### WHAT IS REQUIRED
Give again only the lines from the line that holds "Target | pink rose" to the end of the data, inclusive, omitting all pictures.

====== RECORDS SHOWN ======

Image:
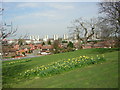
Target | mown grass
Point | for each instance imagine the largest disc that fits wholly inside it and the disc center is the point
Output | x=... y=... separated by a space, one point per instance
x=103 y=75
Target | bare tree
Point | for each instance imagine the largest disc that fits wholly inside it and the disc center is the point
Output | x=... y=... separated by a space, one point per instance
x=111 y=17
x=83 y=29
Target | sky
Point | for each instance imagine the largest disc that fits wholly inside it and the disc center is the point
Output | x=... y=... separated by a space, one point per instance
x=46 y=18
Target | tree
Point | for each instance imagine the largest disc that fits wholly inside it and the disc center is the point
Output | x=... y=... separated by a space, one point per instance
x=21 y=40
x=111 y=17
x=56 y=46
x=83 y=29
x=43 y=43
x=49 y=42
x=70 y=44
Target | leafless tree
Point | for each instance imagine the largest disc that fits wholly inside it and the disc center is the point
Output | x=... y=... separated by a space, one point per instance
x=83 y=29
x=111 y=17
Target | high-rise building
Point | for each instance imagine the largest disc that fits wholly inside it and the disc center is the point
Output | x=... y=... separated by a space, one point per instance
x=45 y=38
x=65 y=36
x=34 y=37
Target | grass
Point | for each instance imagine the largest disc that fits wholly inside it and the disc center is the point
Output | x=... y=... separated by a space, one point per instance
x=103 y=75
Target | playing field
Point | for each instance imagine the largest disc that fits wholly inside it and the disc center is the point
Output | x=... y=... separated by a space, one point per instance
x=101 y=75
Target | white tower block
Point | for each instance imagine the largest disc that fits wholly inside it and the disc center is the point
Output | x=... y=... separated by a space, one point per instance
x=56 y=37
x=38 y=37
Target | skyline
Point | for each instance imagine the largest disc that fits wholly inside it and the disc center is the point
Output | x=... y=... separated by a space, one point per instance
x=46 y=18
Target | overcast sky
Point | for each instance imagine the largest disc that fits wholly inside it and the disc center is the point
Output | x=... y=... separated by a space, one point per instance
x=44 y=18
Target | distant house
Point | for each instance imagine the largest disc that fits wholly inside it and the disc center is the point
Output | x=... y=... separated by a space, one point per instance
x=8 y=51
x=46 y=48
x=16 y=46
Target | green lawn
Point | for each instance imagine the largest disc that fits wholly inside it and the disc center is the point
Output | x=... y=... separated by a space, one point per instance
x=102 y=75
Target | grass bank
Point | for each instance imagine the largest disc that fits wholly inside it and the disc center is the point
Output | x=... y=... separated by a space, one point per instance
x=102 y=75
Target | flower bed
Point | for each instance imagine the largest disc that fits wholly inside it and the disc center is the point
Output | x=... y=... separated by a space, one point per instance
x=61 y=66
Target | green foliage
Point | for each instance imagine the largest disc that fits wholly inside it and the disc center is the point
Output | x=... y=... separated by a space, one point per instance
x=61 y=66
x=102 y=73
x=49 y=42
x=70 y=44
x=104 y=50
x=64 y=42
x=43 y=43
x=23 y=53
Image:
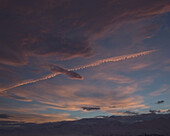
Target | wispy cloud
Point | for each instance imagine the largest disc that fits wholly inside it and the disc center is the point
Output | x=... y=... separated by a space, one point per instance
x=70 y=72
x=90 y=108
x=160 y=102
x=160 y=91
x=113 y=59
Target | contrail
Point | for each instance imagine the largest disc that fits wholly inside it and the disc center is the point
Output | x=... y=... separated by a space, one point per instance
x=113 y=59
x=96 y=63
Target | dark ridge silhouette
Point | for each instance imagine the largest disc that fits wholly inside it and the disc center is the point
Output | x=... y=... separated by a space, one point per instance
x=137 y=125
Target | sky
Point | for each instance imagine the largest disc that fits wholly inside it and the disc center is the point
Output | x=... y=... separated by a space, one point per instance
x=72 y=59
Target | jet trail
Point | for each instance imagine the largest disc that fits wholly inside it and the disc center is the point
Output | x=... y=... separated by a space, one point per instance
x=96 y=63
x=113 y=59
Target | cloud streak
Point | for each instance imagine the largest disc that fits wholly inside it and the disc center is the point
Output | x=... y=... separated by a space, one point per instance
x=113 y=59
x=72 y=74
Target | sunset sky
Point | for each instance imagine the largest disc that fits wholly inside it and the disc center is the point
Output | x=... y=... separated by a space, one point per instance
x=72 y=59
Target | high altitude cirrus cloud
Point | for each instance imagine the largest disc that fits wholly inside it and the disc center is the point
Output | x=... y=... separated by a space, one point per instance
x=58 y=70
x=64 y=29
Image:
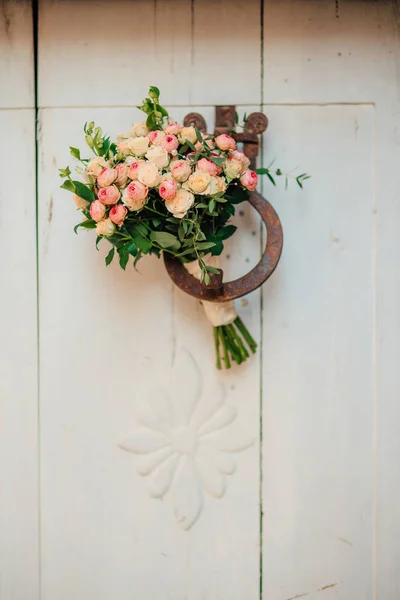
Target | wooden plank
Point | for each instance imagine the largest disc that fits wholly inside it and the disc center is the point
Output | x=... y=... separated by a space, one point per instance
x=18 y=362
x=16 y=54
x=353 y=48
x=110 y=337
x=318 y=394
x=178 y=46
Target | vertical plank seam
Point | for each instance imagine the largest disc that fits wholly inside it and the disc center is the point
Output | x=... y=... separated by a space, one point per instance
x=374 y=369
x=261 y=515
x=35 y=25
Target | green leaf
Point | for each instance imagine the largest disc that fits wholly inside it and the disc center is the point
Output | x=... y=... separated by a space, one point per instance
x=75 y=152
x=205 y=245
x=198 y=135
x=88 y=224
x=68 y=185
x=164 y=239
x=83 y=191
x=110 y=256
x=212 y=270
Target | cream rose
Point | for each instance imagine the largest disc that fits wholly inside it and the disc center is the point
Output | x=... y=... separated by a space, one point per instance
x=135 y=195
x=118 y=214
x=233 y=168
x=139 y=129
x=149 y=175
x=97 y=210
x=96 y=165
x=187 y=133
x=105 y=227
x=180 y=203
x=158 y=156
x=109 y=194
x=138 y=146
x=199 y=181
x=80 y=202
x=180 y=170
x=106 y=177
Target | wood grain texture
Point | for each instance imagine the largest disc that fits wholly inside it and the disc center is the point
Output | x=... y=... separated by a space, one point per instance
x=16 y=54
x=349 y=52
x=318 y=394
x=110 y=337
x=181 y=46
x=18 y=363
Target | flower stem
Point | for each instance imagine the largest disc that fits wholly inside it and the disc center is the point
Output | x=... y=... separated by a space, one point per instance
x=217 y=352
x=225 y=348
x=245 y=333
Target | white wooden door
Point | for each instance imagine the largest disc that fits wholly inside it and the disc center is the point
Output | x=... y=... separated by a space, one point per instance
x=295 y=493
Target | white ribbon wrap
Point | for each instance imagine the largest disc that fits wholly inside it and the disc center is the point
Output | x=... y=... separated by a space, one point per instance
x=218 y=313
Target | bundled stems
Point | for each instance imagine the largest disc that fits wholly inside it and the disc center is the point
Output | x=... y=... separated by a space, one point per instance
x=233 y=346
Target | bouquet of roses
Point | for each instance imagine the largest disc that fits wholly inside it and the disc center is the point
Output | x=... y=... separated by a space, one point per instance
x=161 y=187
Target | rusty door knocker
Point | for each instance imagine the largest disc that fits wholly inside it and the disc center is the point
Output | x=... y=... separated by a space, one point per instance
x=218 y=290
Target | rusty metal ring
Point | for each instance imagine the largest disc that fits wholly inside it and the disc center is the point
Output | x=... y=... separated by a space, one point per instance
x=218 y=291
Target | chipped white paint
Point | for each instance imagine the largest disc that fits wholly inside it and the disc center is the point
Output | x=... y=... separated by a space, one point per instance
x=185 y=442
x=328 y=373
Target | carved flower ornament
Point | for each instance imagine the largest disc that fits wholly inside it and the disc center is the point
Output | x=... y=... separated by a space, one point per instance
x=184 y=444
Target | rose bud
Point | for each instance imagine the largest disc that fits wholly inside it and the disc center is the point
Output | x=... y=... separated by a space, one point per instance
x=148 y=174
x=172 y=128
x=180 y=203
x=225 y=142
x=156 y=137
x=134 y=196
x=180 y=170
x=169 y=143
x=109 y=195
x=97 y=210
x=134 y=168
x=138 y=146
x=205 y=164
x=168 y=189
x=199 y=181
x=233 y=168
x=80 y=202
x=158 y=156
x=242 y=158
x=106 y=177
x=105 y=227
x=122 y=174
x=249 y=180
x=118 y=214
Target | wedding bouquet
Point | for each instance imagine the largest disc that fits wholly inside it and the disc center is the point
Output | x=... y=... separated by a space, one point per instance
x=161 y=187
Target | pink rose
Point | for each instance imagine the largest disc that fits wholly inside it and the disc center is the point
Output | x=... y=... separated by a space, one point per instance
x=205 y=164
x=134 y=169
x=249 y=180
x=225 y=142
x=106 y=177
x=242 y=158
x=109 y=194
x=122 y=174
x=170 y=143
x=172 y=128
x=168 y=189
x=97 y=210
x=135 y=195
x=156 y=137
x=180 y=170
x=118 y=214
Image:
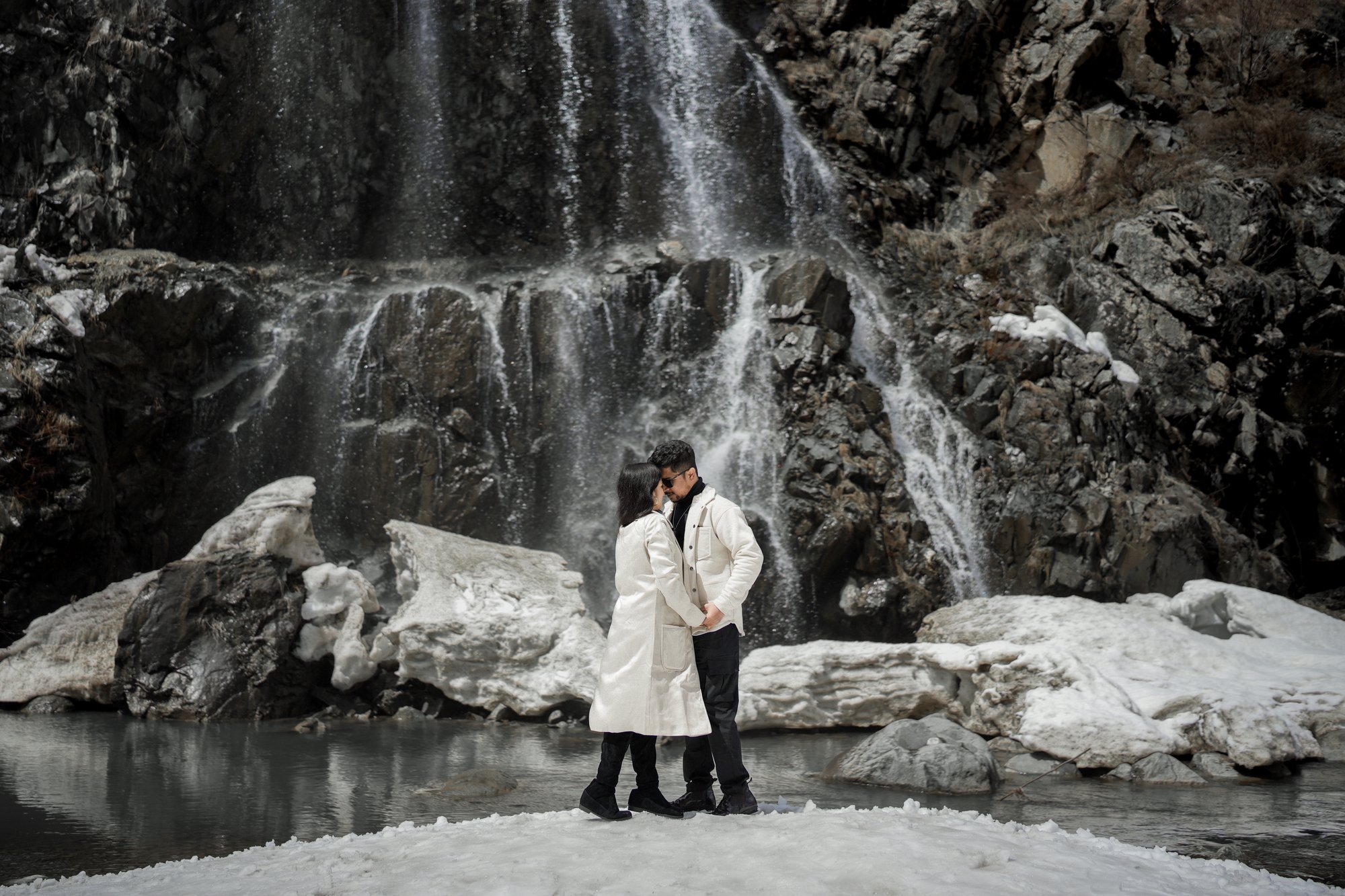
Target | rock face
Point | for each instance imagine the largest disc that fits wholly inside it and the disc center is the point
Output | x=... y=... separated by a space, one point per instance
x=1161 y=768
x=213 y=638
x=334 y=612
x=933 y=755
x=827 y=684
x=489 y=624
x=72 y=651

======

### RESPONSE BELOW
Target | pink rose
Point | for each instance imagine the largest disc that fits wholly inside it and the disc center is the point
Output | x=... y=... separated by a space, one point per instance
x=205 y=164
x=134 y=169
x=249 y=180
x=225 y=142
x=106 y=177
x=242 y=158
x=109 y=194
x=122 y=174
x=170 y=143
x=172 y=128
x=168 y=189
x=97 y=210
x=135 y=195
x=156 y=137
x=180 y=170
x=118 y=214
Image:
Target | rock face
Point | for each instance imagine the largest disc that fits wholly inside it and the disc center is the point
Output | x=... y=... separated by a space, one point per instance
x=1161 y=768
x=213 y=638
x=334 y=612
x=933 y=755
x=827 y=684
x=489 y=624
x=72 y=651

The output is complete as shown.